■ **What needs to be done**: When you transcribe the lines below, keep every word the same and leave the pictures behind.

-- Available data follows --

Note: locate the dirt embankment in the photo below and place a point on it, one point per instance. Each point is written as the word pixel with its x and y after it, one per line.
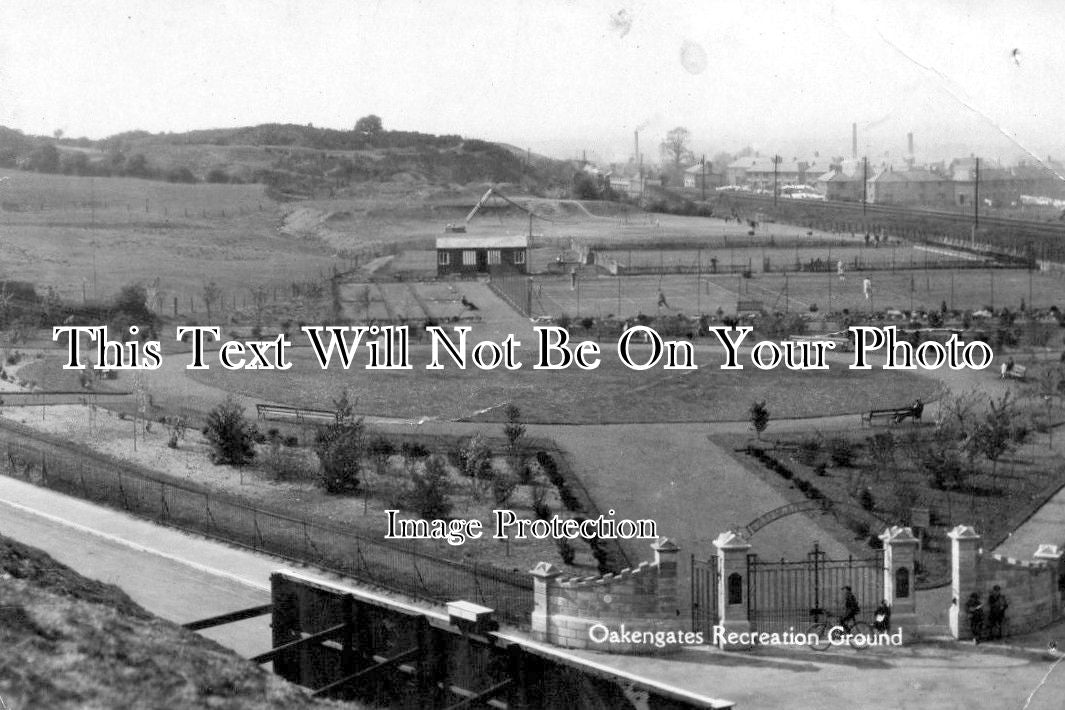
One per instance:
pixel 71 642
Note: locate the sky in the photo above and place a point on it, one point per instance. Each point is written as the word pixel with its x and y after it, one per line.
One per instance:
pixel 559 77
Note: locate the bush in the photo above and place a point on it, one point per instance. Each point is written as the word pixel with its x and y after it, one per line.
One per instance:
pixel 340 449
pixel 229 434
pixel 808 448
pixel 542 510
pixel 428 493
pixel 285 464
pixel 841 451
pixel 504 484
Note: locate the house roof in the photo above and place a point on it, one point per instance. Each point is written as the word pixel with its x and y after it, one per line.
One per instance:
pixel 838 176
pixel 482 242
pixel 765 164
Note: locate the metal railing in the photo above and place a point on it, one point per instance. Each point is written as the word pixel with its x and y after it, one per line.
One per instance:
pixel 42 460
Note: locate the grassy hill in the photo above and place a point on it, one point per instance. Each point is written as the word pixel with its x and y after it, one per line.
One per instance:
pixel 294 162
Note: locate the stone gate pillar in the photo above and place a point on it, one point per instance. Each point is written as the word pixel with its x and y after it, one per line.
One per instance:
pixel 544 587
pixel 964 549
pixel 900 554
pixel 732 589
pixel 1052 556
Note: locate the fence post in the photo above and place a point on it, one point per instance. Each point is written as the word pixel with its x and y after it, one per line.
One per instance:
pixel 965 545
pixel 734 587
pixel 900 550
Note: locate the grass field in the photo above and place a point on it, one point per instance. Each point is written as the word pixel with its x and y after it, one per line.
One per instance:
pixel 611 394
pixel 51 234
pixel 968 290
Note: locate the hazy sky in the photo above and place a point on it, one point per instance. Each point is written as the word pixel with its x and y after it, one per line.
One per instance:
pixel 555 76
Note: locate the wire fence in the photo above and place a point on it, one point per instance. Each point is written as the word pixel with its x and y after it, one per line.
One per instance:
pixel 31 457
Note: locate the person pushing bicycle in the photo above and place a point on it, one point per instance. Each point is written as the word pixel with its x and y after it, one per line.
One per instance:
pixel 851 609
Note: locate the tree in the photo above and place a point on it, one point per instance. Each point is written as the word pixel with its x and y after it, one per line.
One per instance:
pixel 997 432
pixel 133 301
pixel 675 146
pixel 369 125
pixel 229 434
pixel 136 166
pixel 211 295
pixel 45 159
pixel 759 417
pixel 340 448
pixel 428 495
pixel 475 460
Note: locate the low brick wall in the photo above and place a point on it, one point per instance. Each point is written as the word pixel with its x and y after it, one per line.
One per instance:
pixel 634 611
pixel 1032 587
pixel 1029 585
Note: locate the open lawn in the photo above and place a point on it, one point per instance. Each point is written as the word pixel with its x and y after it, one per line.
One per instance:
pixel 970 290
pixel 611 394
pixel 87 237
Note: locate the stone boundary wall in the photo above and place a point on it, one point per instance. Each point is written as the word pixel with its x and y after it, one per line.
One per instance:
pixel 1031 589
pixel 641 599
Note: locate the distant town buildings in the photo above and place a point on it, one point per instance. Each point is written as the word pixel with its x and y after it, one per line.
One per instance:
pixel 480 254
pixel 901 181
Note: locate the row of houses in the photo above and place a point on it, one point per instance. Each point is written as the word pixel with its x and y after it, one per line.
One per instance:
pixel 939 185
pixel 960 184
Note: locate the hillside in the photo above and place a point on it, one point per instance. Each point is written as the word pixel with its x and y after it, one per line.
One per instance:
pixel 71 642
pixel 294 162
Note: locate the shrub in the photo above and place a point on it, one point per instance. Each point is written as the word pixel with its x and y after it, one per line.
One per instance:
pixel 542 510
pixel 808 448
pixel 229 434
pixel 566 550
pixel 504 485
pixel 429 489
pixel 841 451
pixel 340 449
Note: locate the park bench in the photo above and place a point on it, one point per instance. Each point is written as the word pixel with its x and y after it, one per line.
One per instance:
pixel 750 307
pixel 1017 373
pixel 279 412
pixel 895 414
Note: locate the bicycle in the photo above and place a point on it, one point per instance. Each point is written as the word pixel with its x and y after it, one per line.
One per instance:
pixel 831 631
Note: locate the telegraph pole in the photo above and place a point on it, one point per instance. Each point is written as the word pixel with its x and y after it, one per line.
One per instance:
pixel 704 177
pixel 776 162
pixel 865 183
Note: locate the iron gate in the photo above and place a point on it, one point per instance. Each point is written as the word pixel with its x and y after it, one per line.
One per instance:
pixel 704 595
pixel 781 596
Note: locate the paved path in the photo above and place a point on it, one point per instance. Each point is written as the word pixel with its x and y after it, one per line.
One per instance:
pixel 183 577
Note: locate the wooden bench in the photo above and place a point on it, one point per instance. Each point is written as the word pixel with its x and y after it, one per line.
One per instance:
pixel 1018 373
pixel 279 412
pixel 896 414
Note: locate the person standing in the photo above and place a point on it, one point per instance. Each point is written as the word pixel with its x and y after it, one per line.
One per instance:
pixel 975 610
pixel 996 612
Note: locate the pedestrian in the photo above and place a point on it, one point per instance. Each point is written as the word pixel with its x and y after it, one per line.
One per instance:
pixel 996 612
pixel 882 617
pixel 976 612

-- Available data concluded --

■ **Solution**:
Note: locate the dirt embankment in the photo below and place a point on it, one point per instance. Each point is written as the word pixel with its x and y after it, one per line.
One per instance:
pixel 71 642
Note: locate the sky in the photo above and place a point on it, one point per instance. Each point is written as the word pixel with its x and y after it, one per line.
One per instance:
pixel 559 77
Note: locate the bush in the photo above and place a point on it, one point per instance. Each point is written as the word pixel with its x and y after it, one per line.
One per instance:
pixel 340 449
pixel 229 434
pixel 808 448
pixel 542 510
pixel 428 493
pixel 285 464
pixel 841 451
pixel 504 484
Note: locate the house roof in the photo above and place a point on it, one point per instance. Each point is written as the word pixel with its x and y after it, one per line.
One per instance:
pixel 838 176
pixel 482 242
pixel 765 164
Note: locate the metal railing in the photo above and place a point on it, one point per instance. Each point is written as the word pixel with its x and y after it, one per line.
One per instance:
pixel 42 460
Note: locate the grassy hill in the photo above and place a point on it, one point per instance. Each point is written as the word pixel with its x and y after it, one per line.
One per instance:
pixel 294 162
Note: locate the stone gate pillar in the photo above and place a point on it, one point per instance. Each point is written as the word pixel with its x and y after it, one per line.
One per instance:
pixel 544 587
pixel 964 549
pixel 900 554
pixel 732 589
pixel 1052 556
Note: locate the fence post in the photo above and place a point on it, one point per instance. Each point is written as the word pixel with its x and y after it, one per line.
One per instance:
pixel 965 545
pixel 734 587
pixel 900 550
Note: locate the grass field in the photo above and place a point on it, one point per instance. Each point is written as the word pixel with its x and y after it, one per line.
One per instance:
pixel 611 394
pixel 51 234
pixel 968 290
Note: locate the hazy sky in the photo above and place a point on it, one point per instance. Each point is written as the word pixel with its x and y after it, one per line.
One per instance:
pixel 555 76
Note: locate the wire fence in the photo above and place a point on it, one point per instance. Each point is written as the word pixel with its x and y after it, one per line.
One per instance:
pixel 31 457
Note: locate the person pushing bicycle in the photo above and place a point on it, one point per instance. Each point is written as the word pixel with its x and y after it, one per line.
One per instance:
pixel 851 609
Note: locate the tree in the photo above and place a point on it, one point per instance. Each point is written as the word pixel with its x and y after it, one per line.
One per instance:
pixel 997 432
pixel 133 301
pixel 675 146
pixel 369 125
pixel 229 434
pixel 136 166
pixel 211 295
pixel 45 159
pixel 759 417
pixel 340 448
pixel 428 495
pixel 475 460
Note: locate the low brick wall in the photo above and place a point on it, one point per instance. Each point is written as the word pixel with its x and y after it, one per line.
One per instance:
pixel 634 611
pixel 1032 587
pixel 1029 585
Note: locate the open lawn in the photo above and place a point on it, one point per instance. Each point is written as the word pixel with its x and y after it, one per line.
One per instance:
pixel 970 290
pixel 611 394
pixel 87 237
Note: locate the stone boundary wall in the photo above and place a point on it, one point per instance. Each point is written as the word pixel with its x and y after it, one per line.
One per instance:
pixel 1031 589
pixel 641 599
Note: locate the distant town buildings in the photo above and place a point on it, one point per instance. Each point is written as the word pixel with its x and y after it, one per line.
One per instance:
pixel 480 254
pixel 901 181
Note: locate the row of houses in the photo above and place a point on it, one point per instance. Each point is written as the word pixel with its x and y after it, one per line.
One per instance:
pixel 939 185
pixel 960 184
Note: locate the hillside in the photo above and place a point on it, one point per instance. Each point is written as the word pixel with its x and y after it, one per line.
One per instance:
pixel 71 642
pixel 294 162
Note: locate the shrub in the photo above and place a point on it, one point per instance. Each point is written as the word pixel with its x and y after it, one per line.
One per instance:
pixel 542 510
pixel 808 448
pixel 229 434
pixel 566 550
pixel 504 485
pixel 429 489
pixel 841 451
pixel 340 449
Note: locate the park bench in the photo above and place a point on it, one point per instance. Each point is written as the word pixel with its x and y after it, one per line.
One per instance:
pixel 750 307
pixel 1017 373
pixel 279 412
pixel 895 414
Note: locate the bicycle in the photo above and place a point on it, one point per instance. Each point is written as the word pixel with its x and y after it, one per line.
One per instance:
pixel 831 631
Note: locate the telegraph pole in the photo above and place a point on it, one point per instance. Each point is written as the word pixel with its x and y after it, one per line.
One per instance:
pixel 704 177
pixel 776 162
pixel 865 183
Note: locate the iron gate in the photo above and place a point on it, one point per instance. Each point is written as the word pixel with its x and y after it, one per line.
One per instance:
pixel 704 595
pixel 781 596
Note: locate the paved path in the photo above and place a point on it, one point per instance. Each point is written as the word pixel with its x and y after it, one per line.
One per instance:
pixel 183 577
Note: locate the wooden bench in the photo above and place a point on it, one point per instance. Each point is written as the word pixel with its x and y after it, one per line.
One per instance:
pixel 1018 373
pixel 279 412
pixel 896 414
Note: locate the person standing in the photo above and place a point on it, one point per instance. Each point is written as the word pixel with its x and y after it, one per line.
One per instance:
pixel 975 610
pixel 996 612
Note: locate the pedestrian in the photo above and place a point on it, one point per instance. Each point is written as the word pixel with its x and y after it, one per line.
One per instance:
pixel 996 612
pixel 882 617
pixel 976 612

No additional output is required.